## INSTRUCTIONS TO FOLLOW
Provide an exact reproduction of every entry.

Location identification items
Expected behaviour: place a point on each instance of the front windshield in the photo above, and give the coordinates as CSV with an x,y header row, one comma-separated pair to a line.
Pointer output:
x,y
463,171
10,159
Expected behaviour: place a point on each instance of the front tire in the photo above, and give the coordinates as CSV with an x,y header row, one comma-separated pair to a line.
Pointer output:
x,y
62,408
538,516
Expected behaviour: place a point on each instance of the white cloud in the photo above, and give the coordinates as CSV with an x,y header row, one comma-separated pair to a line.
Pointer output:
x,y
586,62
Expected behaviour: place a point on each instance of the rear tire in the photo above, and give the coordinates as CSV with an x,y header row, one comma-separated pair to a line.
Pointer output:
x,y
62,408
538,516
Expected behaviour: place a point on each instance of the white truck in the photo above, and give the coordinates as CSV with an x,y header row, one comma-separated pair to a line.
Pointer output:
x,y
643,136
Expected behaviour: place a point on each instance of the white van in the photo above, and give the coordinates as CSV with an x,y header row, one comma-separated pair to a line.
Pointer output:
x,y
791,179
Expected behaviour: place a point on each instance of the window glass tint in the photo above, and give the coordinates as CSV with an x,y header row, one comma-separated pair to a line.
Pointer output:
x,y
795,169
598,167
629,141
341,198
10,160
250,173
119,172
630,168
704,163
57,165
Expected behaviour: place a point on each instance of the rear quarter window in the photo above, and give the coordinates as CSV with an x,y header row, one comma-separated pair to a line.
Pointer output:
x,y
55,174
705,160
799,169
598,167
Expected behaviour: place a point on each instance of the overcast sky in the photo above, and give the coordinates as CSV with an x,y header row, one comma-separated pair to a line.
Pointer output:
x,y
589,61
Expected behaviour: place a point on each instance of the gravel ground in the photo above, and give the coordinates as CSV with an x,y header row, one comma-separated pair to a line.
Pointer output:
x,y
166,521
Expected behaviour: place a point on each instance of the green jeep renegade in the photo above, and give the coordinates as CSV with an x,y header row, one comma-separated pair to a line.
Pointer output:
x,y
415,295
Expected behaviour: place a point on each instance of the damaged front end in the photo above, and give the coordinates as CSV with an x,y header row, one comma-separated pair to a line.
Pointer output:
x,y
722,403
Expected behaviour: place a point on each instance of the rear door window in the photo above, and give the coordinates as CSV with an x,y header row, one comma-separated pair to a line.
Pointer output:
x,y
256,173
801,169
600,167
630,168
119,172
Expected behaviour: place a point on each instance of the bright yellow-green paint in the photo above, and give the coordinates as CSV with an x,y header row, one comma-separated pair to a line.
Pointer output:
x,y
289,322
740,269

## WRITTEN RESPONSE
Expected behaviour: place a point on each instance of the front windshield in the photo above, and give the coordinates as CSV with an x,y header row, one comma-separated pair to a line.
Pointer output:
x,y
463,171
10,159
Expected behaviour: place a point on each instance of the front tire in the photo above, and give the coordinates as CSV with an x,y header row, one comma-separated pair to a line.
Pointer output:
x,y
62,408
538,516
Expected behaviour: place a point on each instance of the white cloud in the photo above, and give the coordinates as CSV with an x,y header row, one comma-separated pair to a line.
Pointer output:
x,y
586,62
Expected behaviour: place a point on each instance of the rear tire in the photo above, and give the coordinates as CSV with an x,y header row, one comma-separated pair to a line.
Pointer output:
x,y
62,408
538,516
Expected behaviour: place a point on each instance of the white truck in the photo above, and give the coordinates as CSV with an x,y header row, one comma-separated pair to a line.
Pointer output:
x,y
643,136
Expected behaviour: place a point on each instance of the white van in the photo above, and give the coordinates as CSV with an x,y header row, one comma-separated pair to a line.
Pointer output:
x,y
791,179
Expected behaviour: place a point on each instance of the window glass tint in the photo above, and give the coordinates as CSV with an x,y header row, one comma-separated pair to a line.
Pointer output:
x,y
795,169
598,167
629,141
341,198
10,160
250,173
119,172
630,168
704,163
57,165
Expected behaviour: place a point on each instance of the rear quarter window in the photo above, and give the coordinates as CSV with an x,y header row, one comma-separated pair to a line.
Pointer output:
x,y
55,174
705,160
799,169
598,167
Expected behaviour: place a point on each instance of the overcast sky in the photo above, and give the coordinates as CSV with an x,y header row, one comma-separated pair to a line.
Pointer output:
x,y
589,61
Expected behaviour: place a point on each instance of the gravel ground in the photo above, and give the coordinates as CSV with an x,y header row, one comma-separated pair to a line.
Pointer output:
x,y
166,521
Expected behaviour: place a point on each instance of the green jeep renegade in the photo above, and give the coordinates as CSV with an x,y header row, one comma-separated pair to a line.
Pointer output:
x,y
415,295
Expected behaviour: place a point on each instance of the damaged front end in the photo above, and give the coordinates as CSV with an x,y header row, one comma-separated pair to a line.
Pointer output:
x,y
722,403
Expected behaviour: place a point on each instance of the rear door window in the photo above, and give the coordinates as CSV with an x,y header row, one comma-separated pair to a line.
Pointer output:
x,y
256,173
801,169
600,167
630,168
119,172
Expected behaviour: place a point on each instance of the bright yellow-green paint in the photo above, and give the coordinates as CSV with an x,y header row, one comma-separated pair to a line.
Pointer output:
x,y
289,322
740,269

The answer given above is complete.